## Source extract:
International Leprosy Association -
History of Leprosy

  • International Leprosy Association -
    History of Leprosy

    The United States of America

    Leprosy spread to the southern states of the United States between the sixteenth and eighteenth centuries. The first known cases of leprosy in Louisiana were in 1758. In 1866, French immigrants with leprosy were recorded in Louisiana, and leprosy was recorded in San Francisco in 1875.

    Carville

    In 1921, The United States Public Health Service (USPHS) took over the state-controlled leprosarium in Louisiana; it was renamed the United States Marine Hospital Number 66, the National Leprosarium of the United States. Through most of the twentieth century, the National Leprosarium was known as Carville. It was the main institution caring for leprosy patients in the continental United States; at its peak, it housed 400 patients. It was also at the forefront of leprosy research: under the directorship of Guy Henry Faget in the 1940s, the new sulfone drugs were trialled on volunteer patients. Sulfone therapy proved to be the most effective leprosy treatment yet available, and it was quickly adopted by many leprosy institutions worldwide as a replacement for chaulmoogra oil treatment.

    In 1981, the USPHS National Outreach Program set up regional Hansen’s disease clinics to provide outpatient care. There were eleven Community Health Programs in Boston, Chicago, Los Angeles, Miami, New York, Puerto Rico, San Diego, San Francisco, Seattle, Texas and Hawaii.

    Penikese Island

    Late in the 19th century, a number of leprosy cases appeared in the United States as a result of immigration from Turkey, Russia, the Middle East, and Asia. The state of Massachusetts opened a state leprosarium on Penikese Island, 14 miles off New Bedford, on Nov. 18, 1905. This leprosarium would remain open for sixteen years. Fourteen people were sent there within hours of a positive diagnosis of leprosy. There, under state health law, they were bound to remain until certified as cured. They died and were buried there after being subjected to experiments that may well have hastened their demise. The patients spoke Russian, Hebrew, Portuguese, Japanese, Chinese, and Turkish. Few spoke English. The leprosarium buildings were burned and dynamited in 1921, shortly after the hospital was shut down, and the surviving patients were transported in sealed trains from New Bedford to the federal hospital in Carville.

## The data:

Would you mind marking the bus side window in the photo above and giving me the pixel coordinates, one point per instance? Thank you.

## Problems to work on:
**a.** Using the leprosy history extract, state whether each statement agrees with it, answering yes or no and quoting the words that decide it: (i) Carville held 400 patients at its peak. (ii) The Penikese Island leprosarium stayed open for twenty years. (iii) The sulfone drugs were trialled on volunteer patients under Guy Henry Faget in the 1940s.
**b.** List every language that the leprosy history extract says the Penikese Island patients spoke, leaving out English.
The data were taken from a different source than the leprosy history extract.

## Per-task answers:
**a.**
(i) Yes: "at its peak, it housed 400 patients."
(ii) No: "This leprosarium would remain open for sixteen years."
(iii) Yes: "under the directorship of Guy Henry Faget in the 1940s, the new sulfone drugs were trialled on volunteer patients."

**b.** Russian, Hebrew, Portuguese, Japanese, Chinese, Turkish